▸ **Your objective**
Please rewrite the data starting at the line containing "For every instance of the foil-wrapped" and ending at the line containing "Query: distant hill", changing "drop one marker" to "place one point" and leaving everything else as it is.

▸ **Information provided**
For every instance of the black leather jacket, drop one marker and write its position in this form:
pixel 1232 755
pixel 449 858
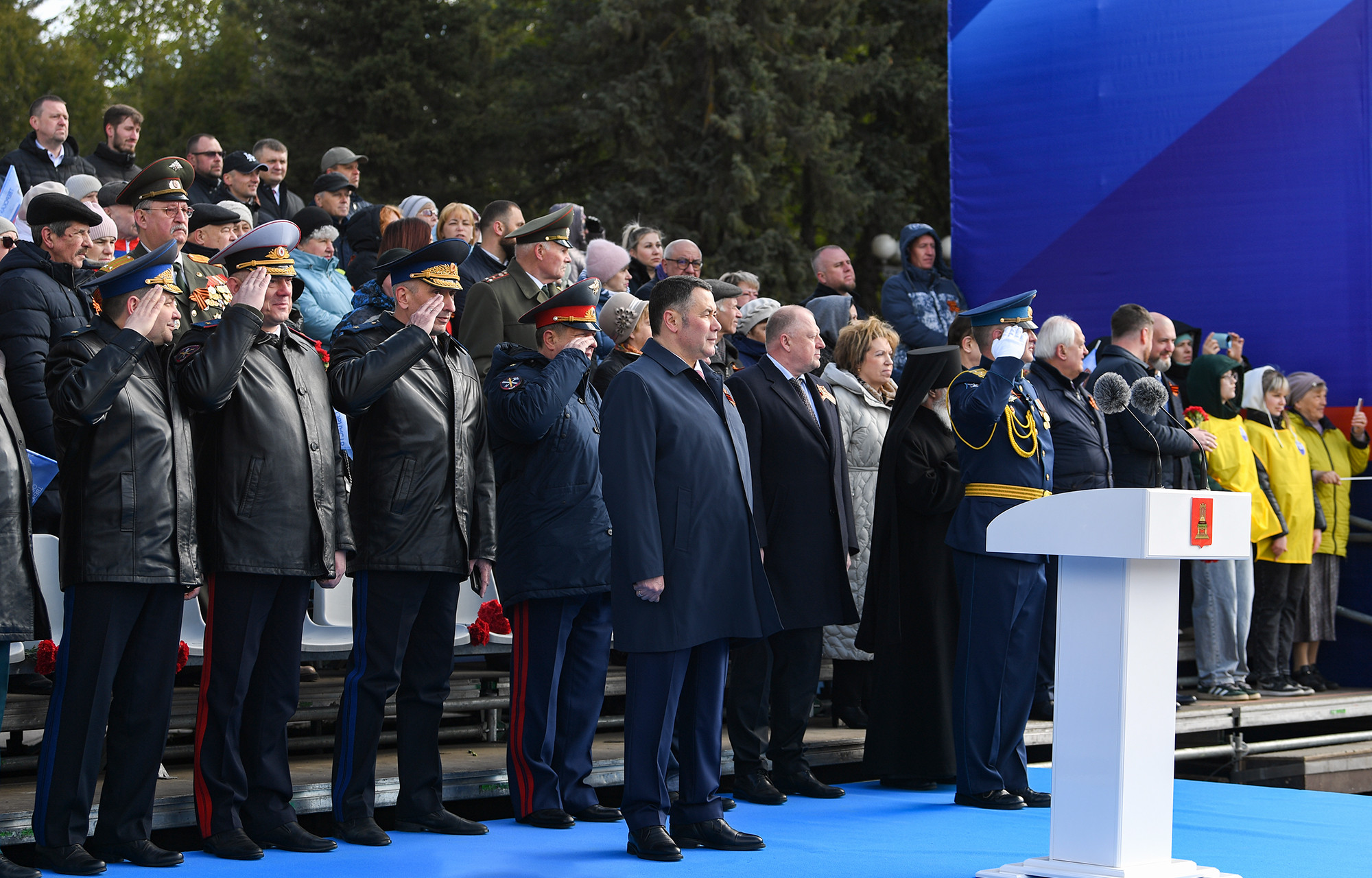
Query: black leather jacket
* * *
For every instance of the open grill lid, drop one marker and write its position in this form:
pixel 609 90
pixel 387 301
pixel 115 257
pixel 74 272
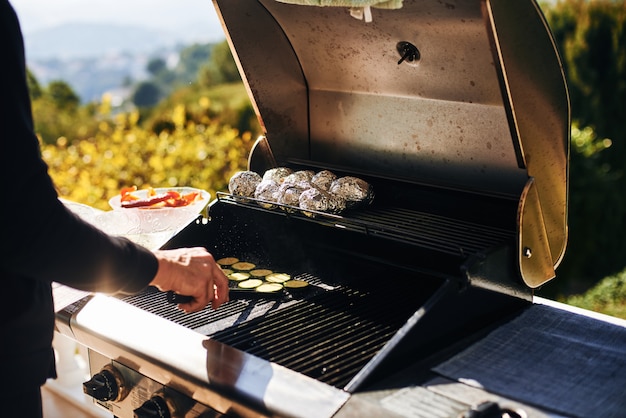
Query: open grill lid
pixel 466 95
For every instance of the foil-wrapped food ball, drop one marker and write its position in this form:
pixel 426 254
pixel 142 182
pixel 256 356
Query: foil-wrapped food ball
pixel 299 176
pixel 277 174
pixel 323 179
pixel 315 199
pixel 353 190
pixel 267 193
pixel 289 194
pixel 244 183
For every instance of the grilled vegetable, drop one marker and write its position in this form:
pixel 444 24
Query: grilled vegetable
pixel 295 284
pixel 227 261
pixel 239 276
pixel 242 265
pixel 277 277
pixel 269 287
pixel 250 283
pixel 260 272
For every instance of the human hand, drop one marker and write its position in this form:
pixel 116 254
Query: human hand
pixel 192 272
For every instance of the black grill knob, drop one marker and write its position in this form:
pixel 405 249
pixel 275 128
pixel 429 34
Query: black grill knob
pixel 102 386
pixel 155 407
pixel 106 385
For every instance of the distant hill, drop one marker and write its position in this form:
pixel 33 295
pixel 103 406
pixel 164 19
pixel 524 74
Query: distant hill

▸ **Solved problem**
For every instance of the foil-wrapped food ball, place one point and write its position in this form:
pixel 426 254
pixel 142 182
pixel 256 356
Query: foil-wrapped food ball
pixel 299 176
pixel 277 174
pixel 323 179
pixel 315 199
pixel 353 190
pixel 267 193
pixel 289 194
pixel 244 183
For every instance of the grilled vegetable, place one point and write its position in this form:
pixel 444 24
Query: grilled vegetable
pixel 295 284
pixel 227 261
pixel 239 276
pixel 242 265
pixel 277 277
pixel 269 287
pixel 250 283
pixel 260 272
For every instance of the human hand, place one point and write its position in this form:
pixel 116 254
Query: human hand
pixel 192 272
For every instance of the black grill knob, place one point and write its position in this form:
pixel 405 249
pixel 275 128
pixel 429 34
Query: black grill knob
pixel 102 386
pixel 155 407
pixel 106 385
For every instance of the distant hill, place one point and write its position in this form:
pixel 33 295
pixel 103 406
pixel 164 19
pixel 524 74
Query: distant hill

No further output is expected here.